▶ OBJECTIVE:
Lay out as a JSON list of strings the part of the material below that opens with the line containing "Question. For every instance of the woman's left" and runs through the end of the material. Give one string per line and leave out any blank lines.

--- EXTRACTED DATA ---

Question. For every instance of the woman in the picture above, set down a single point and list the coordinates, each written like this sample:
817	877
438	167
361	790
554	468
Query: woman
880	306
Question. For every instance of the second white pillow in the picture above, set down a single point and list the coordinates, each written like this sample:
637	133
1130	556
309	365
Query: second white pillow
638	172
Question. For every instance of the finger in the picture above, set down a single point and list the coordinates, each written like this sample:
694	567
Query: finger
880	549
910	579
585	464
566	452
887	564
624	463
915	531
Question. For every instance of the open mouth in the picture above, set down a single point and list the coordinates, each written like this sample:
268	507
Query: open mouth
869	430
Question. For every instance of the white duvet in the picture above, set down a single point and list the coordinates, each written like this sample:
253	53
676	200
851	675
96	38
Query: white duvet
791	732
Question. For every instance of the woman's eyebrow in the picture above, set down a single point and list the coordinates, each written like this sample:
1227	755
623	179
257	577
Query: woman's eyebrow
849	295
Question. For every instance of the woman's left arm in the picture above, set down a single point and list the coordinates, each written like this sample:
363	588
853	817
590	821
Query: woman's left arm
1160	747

---

▶ THE COMPLETED TASK:
[
  "Question. For every instance of the woman's left arm in the picture above, set down a single point and list the coordinates, each written like this sample:",
  "363\t588",
  "853\t817",
  "590\t821",
  "Query: woman's left arm",
  "1160\t747"
]